Quoted text
※ ※ ※

Other files may have different folder structures.
[0068] In step 360, a determination may be made as to whether the
asset information includes an index file. Examples of an index file
were described above. If the asset information does not include an
index file, in step 370 an index file may be created and the method
300 may advance to step 380 for metadata validation. If the asset
information include an index file, the method 300 may advance to
metadata validation (step 220).
[0069] Returning to FIG. 2, in step 220 the processor 115 may
pre-qualify the metadata information of the asset. The metadata
validation may be performed at the ingest component 120 of the
preservation system 100 in FIG. 1. FIG. 4 shows an exemplary method
400 for metadata validation according to the exemplary embodiments
described herein.
[0070] In step 410, the method 400 may identify a new asset for
ingest and determine whether the new asset is a single-part asset
or a complex multi-part asset. In step 420, the method 400 may
create an ingest ticket, wherein single material metadata is
entered for a single-part asset or multiple material metadata is
entered for a complex asset. In step 430, the method 400 may look
up a system of record ("SOR") attribute(s) of the asset. Examples
of SOR attributes may include, Title, Version, Product Codes,
Release Date, Runtime, Director, etc. If the SOR attributes are not
permissible, a ingest ticket status may updated indicating the
problem with the asset.
[0071] In step 440, the method 400 may execute business rules. As
noted above, an example of the business rules may be to dictate
which attributes of the asset are required-by-rendition or
optional-by-rendition based on a rendition code table. Those
skilled in the art will understand that any type of business rules
may be executed in step 440 depending on the type of metadata that
is being validated. If the business rules are not executable, a
ingest ticket status may updated to indicate the problem with the
asset/metadata. In step 450, the ingest ticket is assigned for
operator review and, subsequently, technical validation (step 230).
It should be noted that the entire process may be automated and the
operator review may be skipped if all validation checks are
satisfied. However, the inclusion of the operator review allows
certain security checks to be performed as described in the
examples provided above. This applies to all steps that indicate
operator review.

※ ※ ※

Data records

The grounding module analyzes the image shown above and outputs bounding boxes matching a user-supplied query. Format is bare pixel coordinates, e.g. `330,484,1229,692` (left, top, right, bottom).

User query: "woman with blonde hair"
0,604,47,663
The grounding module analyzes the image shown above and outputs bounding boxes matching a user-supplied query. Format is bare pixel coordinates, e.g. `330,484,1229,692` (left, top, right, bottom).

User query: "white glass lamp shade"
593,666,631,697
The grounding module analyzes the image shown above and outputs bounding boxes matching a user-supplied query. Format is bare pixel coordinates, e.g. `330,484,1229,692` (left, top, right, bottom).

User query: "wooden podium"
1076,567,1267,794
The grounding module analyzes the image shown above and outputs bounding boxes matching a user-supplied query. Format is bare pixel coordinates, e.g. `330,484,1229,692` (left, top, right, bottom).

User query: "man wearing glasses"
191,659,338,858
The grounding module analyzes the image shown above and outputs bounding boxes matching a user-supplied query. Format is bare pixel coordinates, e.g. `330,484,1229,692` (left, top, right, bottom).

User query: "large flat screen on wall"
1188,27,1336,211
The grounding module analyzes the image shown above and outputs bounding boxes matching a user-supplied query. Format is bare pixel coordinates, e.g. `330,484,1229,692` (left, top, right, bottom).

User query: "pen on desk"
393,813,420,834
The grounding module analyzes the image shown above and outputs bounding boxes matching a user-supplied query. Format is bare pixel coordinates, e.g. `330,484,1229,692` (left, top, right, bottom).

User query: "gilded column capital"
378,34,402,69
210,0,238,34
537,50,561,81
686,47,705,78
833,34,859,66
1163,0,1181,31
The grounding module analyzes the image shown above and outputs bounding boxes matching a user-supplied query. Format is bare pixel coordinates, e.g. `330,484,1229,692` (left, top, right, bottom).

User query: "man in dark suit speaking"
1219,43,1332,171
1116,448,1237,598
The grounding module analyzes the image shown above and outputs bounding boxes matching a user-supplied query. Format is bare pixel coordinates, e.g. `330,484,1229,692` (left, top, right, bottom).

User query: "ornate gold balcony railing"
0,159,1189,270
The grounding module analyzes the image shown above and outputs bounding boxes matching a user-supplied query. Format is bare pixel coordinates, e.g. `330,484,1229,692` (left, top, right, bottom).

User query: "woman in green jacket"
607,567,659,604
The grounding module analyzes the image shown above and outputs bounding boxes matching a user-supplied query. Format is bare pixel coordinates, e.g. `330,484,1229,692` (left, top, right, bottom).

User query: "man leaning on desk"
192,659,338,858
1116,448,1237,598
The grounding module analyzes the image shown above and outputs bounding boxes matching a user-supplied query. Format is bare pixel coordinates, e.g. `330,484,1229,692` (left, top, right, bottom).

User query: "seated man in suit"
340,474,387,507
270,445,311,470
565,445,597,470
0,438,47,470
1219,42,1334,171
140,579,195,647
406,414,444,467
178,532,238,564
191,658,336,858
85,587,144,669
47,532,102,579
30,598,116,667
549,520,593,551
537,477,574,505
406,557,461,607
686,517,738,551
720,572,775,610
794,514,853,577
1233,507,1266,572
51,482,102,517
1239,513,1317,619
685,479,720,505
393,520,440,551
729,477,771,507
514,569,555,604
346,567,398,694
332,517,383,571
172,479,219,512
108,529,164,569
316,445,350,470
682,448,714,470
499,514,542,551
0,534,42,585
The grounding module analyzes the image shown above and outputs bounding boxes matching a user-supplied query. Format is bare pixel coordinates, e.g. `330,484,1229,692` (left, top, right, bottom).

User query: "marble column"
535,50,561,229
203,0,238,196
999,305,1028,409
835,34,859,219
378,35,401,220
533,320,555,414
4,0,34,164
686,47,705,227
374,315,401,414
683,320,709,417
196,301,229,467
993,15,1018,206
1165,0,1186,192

※ ※ ※

Written instruction 1
Name every example of a system of record attribute that the passage on metadata validation gives.
Written instruction 2
Continue the passage on asset ingest and metadata validation, starting after its final sentence.

Exercise answer 1
Title, Version, Product Codes, Release Date, Runtime, Director

Exercise answer 2
[0072] Returning to FIG. 2, in step 230 the processor 115 may
pre-qualify the technical information of the asset. The technical
validation may be performed at the ingest component 120 of the
preservation system 100 in FIG. 1. FIG. 5 shows an exemplary method
500 for technical validation according to the exemplary embodiments
described herein.
[0073] In step 510, the method 500 receives the submitted ticket
for technical validation. In step 520, the method 500 runs the
media information and compares attributes. If there is no match,
the ingest ticket status may be updated. If there is a match, the
method 500 confirms that the match file exists in step 530. If the
confirmation fails, the ingest ticket status may be updated. If the
match is confirmed, the method 500 validates the MD5 checksum in
step 540. If the MD5 checksum is invalid, the ingest ticket status
may be updated. If the MD5 checksum is validated, in step 550, the
ingest ticket is assigned for operator review (step 560) and,
subsequently, ingest (step 240).
[0074] Returning to FIG. 2, in step 240 the processor 115 may
ingest the asset. The ingest may be performed at the ingest
component 120 of the preservation system 100 in FIG. 1. FIG. 6
shows an exemplary method 600 for ingest by the preservation
component according to the exemplary embodiments described
herein.
[0075] In step 610, the method 600 receives the submitted ticket
for ingest. In step 620, the method 600 creates a material record
for the asset, wherein the material record may generate one or more
proxy assets and archive and generate a checksum. In step 630, the
method 600 confirms that the checksum provided in the ingest ticket
matches the delivered digital file checksum. If the checksums do
not match, the ingest is quarantined step (640). If the checksums
do match, the ingest proceeds (step 650). In step 660, the method
600 may apply the security policies of the preservation component
110. In step 670, the method 600 may apply the storage policies
established and maintained in the storage/recovery component 130
(e.g., number of copies, geographic diversity, storage media
diversity, etc.). In step 680, the ingest ticket status is updated
and ingest is complete.
[0076] Thus, at the completion of step 240, the ingest is complete
and the preservation system is now in custody of the asset (e.g.,
the asset is stored in multiple locations according to the storage
policies). The remainder of the method 200 is directed to those
actions that are used to maintain the asset (e.g., apply ongoing
preservation principles per the storage policy) and retrieve the
asset for further use.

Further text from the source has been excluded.